-- READING PASSAGE follows --

Introduction Alcohol dependence is a relapsing condition resulting in significant comorbidity and subsequent use of health resources. Patients are repeatedly admitted into acute care for acute alcohol withdrawal management and stabilisation of their physical condition. Patients are frequently labelled as treatment resistant/non-compliant, despite the fact that a significant proportion of these individuals may have underlying alcohol-related brain injury (ARBI), which results in reduced capacity to understand or engage in treatment.1 Unfortunately, it is rare that assessment for ARBI is undertaken, and therefore the condition goes undetected.
Methods Patients presenting to acute care with an alcohol-related problem were assessed for risk of ARBI by the Alcohol Specialist Nurse performing a MoCA© .2 A score of <26 triggered a referral to a dedicated ARBI clinic delivered by a liaison psychiatrist. The aims of this study were to a) explore the scale of the problem, b) describe the complexity of the patient group c) provide evidence for the need and development of bespoke, integrated care pathways.
Results Eighty-nine patients were diagnosed as having ARBI (MoCA < 26) in 12 months 35 female; 57 male, with a mean age of 54 yrs (SD = 10). These patients had average of 9 hospital admissions in 5 years (range 1 to 48). Patients primary reason for admission was; 31 (46%) ALD/Cirrhosis, 21 (23%) alcohol excess (o) 13 (15%) seizure, 6 (7%) ARBI, 2 (1%) stroke and 6 (7%) other. In the previous 5 years; 50 (56%) patients had a fracture, 10 had multiple fractures and 20 had >2 grand mall seizures. Median alcohol consumption was 24 units per day (IQR = 15) at baseline and showed no statistical difference at 3 or 6 month follow-up.

-- READING PASSAGE concluded --
-- DATA EXTRACT follows --

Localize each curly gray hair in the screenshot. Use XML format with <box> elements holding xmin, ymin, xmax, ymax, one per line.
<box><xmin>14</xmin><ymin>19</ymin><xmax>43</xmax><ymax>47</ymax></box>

-- DATA EXTRACT concluded --

- [GOAL OF THE EXERCISE]:
Continue the abstract on alcohol-related brain injury in acute care, starting after its final sentence.

- [ANSWER BOX]:
Conclusion Screening for ARBI results in detection of otherwise undiagnosed cognitive impairment that renders traditional alcohol treatment approaches ineffective. This group of patients have significant co-morbid conditions likely to benefit from integrated bespoke pathways of care. An acute admission should be utilised as an ideal window of opportunity to assess the patient while they are alcohol free, and plan appropriate treatment which has the potential to prevent people progressing to end stage dementia.
References 1 Wilson K. Alcohol and brain damage in adults with reference to high-risk groups. Royal College of Psychiatrists. Report number: CR185, 2014.
2 Wester AJ, Westhoff J, Kessels RPC, et al. The Montreal Cognitive Assessment (MoCA) as a measure of severity of amnesia in patients with alcohol-related cognitive impairments and Korsakoff Syndrome. Clinical Neuropsychiatry. 2013;10:131141.